Data under study: Begin

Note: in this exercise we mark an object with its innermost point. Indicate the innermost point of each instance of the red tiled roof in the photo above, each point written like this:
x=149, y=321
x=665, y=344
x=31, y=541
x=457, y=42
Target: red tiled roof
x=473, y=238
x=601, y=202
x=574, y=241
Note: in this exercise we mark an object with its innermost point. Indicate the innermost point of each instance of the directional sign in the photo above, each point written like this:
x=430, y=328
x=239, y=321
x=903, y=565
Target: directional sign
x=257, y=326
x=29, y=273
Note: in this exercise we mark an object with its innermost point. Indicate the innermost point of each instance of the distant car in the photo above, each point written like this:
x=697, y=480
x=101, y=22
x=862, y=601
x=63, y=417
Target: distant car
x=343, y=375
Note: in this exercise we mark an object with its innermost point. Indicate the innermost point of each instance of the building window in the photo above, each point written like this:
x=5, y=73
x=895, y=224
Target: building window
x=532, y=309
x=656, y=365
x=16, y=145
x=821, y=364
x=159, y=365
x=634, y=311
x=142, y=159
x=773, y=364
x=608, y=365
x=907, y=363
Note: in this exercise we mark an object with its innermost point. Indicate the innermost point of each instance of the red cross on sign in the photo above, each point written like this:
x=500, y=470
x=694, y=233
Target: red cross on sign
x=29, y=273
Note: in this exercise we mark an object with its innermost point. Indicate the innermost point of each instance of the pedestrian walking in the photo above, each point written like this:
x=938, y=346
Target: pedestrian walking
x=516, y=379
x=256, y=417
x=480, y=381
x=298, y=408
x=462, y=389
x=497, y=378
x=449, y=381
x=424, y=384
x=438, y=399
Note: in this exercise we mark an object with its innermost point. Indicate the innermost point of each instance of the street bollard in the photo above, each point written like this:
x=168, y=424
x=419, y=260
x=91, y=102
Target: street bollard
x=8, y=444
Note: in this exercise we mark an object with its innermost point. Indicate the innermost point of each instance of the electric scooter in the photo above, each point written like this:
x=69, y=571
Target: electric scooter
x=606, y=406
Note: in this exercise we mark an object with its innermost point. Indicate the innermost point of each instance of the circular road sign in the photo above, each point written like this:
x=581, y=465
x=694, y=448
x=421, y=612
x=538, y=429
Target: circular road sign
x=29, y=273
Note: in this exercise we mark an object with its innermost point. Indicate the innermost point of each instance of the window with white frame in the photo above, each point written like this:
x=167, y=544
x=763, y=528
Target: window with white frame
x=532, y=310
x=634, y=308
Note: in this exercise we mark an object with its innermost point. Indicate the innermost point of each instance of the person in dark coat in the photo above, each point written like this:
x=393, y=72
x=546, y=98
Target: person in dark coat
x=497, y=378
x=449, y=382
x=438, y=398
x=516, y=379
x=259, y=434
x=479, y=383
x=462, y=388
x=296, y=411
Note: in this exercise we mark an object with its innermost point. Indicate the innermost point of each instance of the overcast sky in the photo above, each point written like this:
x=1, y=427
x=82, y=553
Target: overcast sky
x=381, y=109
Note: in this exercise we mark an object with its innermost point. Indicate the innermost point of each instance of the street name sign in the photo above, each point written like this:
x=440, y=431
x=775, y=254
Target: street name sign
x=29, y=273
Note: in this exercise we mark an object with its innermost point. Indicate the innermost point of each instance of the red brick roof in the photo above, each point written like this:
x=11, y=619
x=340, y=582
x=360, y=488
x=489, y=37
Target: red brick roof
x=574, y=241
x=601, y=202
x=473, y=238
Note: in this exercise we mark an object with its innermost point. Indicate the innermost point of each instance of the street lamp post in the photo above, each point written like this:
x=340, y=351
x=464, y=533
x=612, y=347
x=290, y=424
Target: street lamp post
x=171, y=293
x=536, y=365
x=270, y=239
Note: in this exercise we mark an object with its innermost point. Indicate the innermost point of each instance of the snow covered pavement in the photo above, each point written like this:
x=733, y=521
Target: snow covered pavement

Data under study: End

**Assignment:**
Would you write out the data exactly as it reads?

**Exercise answer:**
Note: in this exercise we mark an object with its innermost point. Indicate the innermost point of each instance of the red tiled roof in the photo above, each point written like this:
x=149, y=321
x=665, y=344
x=31, y=541
x=457, y=42
Target: red tiled roof
x=473, y=238
x=601, y=202
x=574, y=241
Note: in this exercise we mark an object with its innermost point. Indicate the innermost point of each instance of the directional sign in the photo above, each point written like this:
x=430, y=328
x=239, y=321
x=903, y=565
Target: directional sign
x=257, y=326
x=29, y=273
Note: in this exercise we mark an object with its innermost point. Indicate the innermost point of each instance of the distant car in the photo above, each point written like this:
x=697, y=480
x=101, y=22
x=862, y=601
x=63, y=417
Target: distant car
x=343, y=375
Note: in this exercise we mark an object with its innermost point. Indicate the innermost point of each instance of the building window in the photo above, each point written like this:
x=5, y=73
x=895, y=224
Target: building window
x=532, y=309
x=656, y=365
x=16, y=145
x=821, y=364
x=159, y=365
x=634, y=311
x=142, y=159
x=773, y=364
x=608, y=365
x=907, y=363
Note: in this exercise we mark an object with its innermost point. Indicate the innermost point of each instance of the red cross on sign in the photo above, each point written like this:
x=500, y=470
x=694, y=233
Target: red cross on sign
x=29, y=273
Note: in this exercise we mark an object with its innermost point. Indicate the innermost point of each instance of the pedestrian walking in the photo above, each point written like this:
x=938, y=346
Target: pedestrian walking
x=516, y=379
x=256, y=417
x=480, y=381
x=298, y=408
x=462, y=389
x=497, y=378
x=449, y=381
x=424, y=384
x=438, y=399
Note: in this exercise we mark an object with its innermost point. Indicate the innermost point of each instance of the street bollard in the photo above, each point written like this:
x=168, y=424
x=419, y=260
x=91, y=102
Target: street bollard
x=8, y=444
Note: in this exercise we mark an object with its innermost point. Indicate the innermost point of each instance of the electric scooter in the photo above, each point written like this:
x=69, y=571
Target: electric scooter
x=606, y=406
Note: in this exercise we mark an object with its innermost point. Indicate the innermost point of each instance of the circular road sign in the photo above, each point written like this:
x=581, y=465
x=694, y=448
x=421, y=612
x=538, y=429
Target: circular road sign
x=29, y=273
Note: in this exercise we mark an object with its innermost point. Indicate the innermost point of each instance of the window with white frame in the photo above, each point written like this:
x=167, y=544
x=763, y=528
Target: window with white frame
x=532, y=310
x=634, y=308
Note: in this exercise we mark an object with its innermost point. Indicate the innermost point of each instance of the person in dark coat in the photo above, each point written like this:
x=393, y=72
x=546, y=98
Target: person in dark coat
x=497, y=378
x=449, y=382
x=438, y=398
x=516, y=379
x=259, y=434
x=479, y=383
x=462, y=388
x=296, y=411
Note: in this exercise we mark an object with its innermost point. Indicate the innermost point of each instance of the overcast sky in the photo above, each point written like this:
x=1, y=427
x=82, y=553
Target: overcast sky
x=381, y=109
Note: in this exercise we mark an object with its innermost point. Indicate the innermost point of each instance of the street name sign in the photo above, each point written like this:
x=440, y=431
x=775, y=254
Target: street name sign
x=29, y=273
Note: in this exercise we mark an object with its innermost point. Indicate the innermost point of each instance of the red brick roof in the photo above, each point written like this:
x=11, y=619
x=340, y=582
x=360, y=488
x=489, y=37
Target: red brick roof
x=574, y=241
x=601, y=202
x=473, y=238
Note: in this exercise we mark an object with its innermost point. Indicate the innermost point of each instance of the street lamp post in the photo above, each point written like this:
x=340, y=351
x=464, y=533
x=612, y=347
x=290, y=424
Target: street lamp post
x=171, y=293
x=536, y=365
x=270, y=239
Note: in this exercise we mark an object with its innermost point. Indicate the innermost point of each instance of the snow covered pavement in the photo above, each point written like this:
x=733, y=521
Target: snow covered pavement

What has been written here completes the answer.